# [What the task requires]
Please rewrite every line of text in the entries below, shifting each x and y coordinate in the answers up by 94. Leave the pictures out.

::: Recorded information :::

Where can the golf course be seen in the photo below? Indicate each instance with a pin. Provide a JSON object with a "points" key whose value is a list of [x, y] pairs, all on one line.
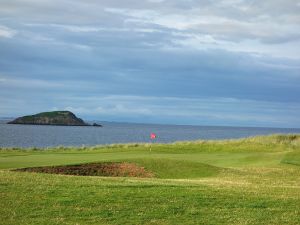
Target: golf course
{"points": [[254, 180]]}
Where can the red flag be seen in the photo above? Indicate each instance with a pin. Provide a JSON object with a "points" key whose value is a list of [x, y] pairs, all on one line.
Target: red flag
{"points": [[152, 135]]}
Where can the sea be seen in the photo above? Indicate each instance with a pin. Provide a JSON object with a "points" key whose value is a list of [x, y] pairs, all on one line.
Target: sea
{"points": [[27, 136]]}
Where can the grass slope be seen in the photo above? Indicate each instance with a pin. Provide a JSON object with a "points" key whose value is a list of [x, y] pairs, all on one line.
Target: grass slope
{"points": [[247, 181]]}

:::

# [Output for this task]
Where can the golf course be seen in the photo below? Indicate each instance with a pin. Provide a JSON object with a "points" key whose value is a list of [x, y] pairs, all on one line.
Target: golf course
{"points": [[348, 274]]}
Where can the red flag be seen in the photo above? Indicate each instance with a pin. Provide a JSON object with a "points" key whose value is a list of [x, y] pairs, all on one line.
Target: red flag
{"points": [[246, 229]]}
Where can the sea be seen in the photo above? Indicate each instance with a pin. Provide a JSON object with a "points" key whose value is a list of [x, y] pairs, all on one line.
Target: sea
{"points": [[121, 230]]}
Where can the grass slope be seen in the photo above? Indicate each instance with a pin. Provide a JSON object with a "points" key whose value is a list of [x, y] pairs, all on one line.
Target: grass slope
{"points": [[341, 275]]}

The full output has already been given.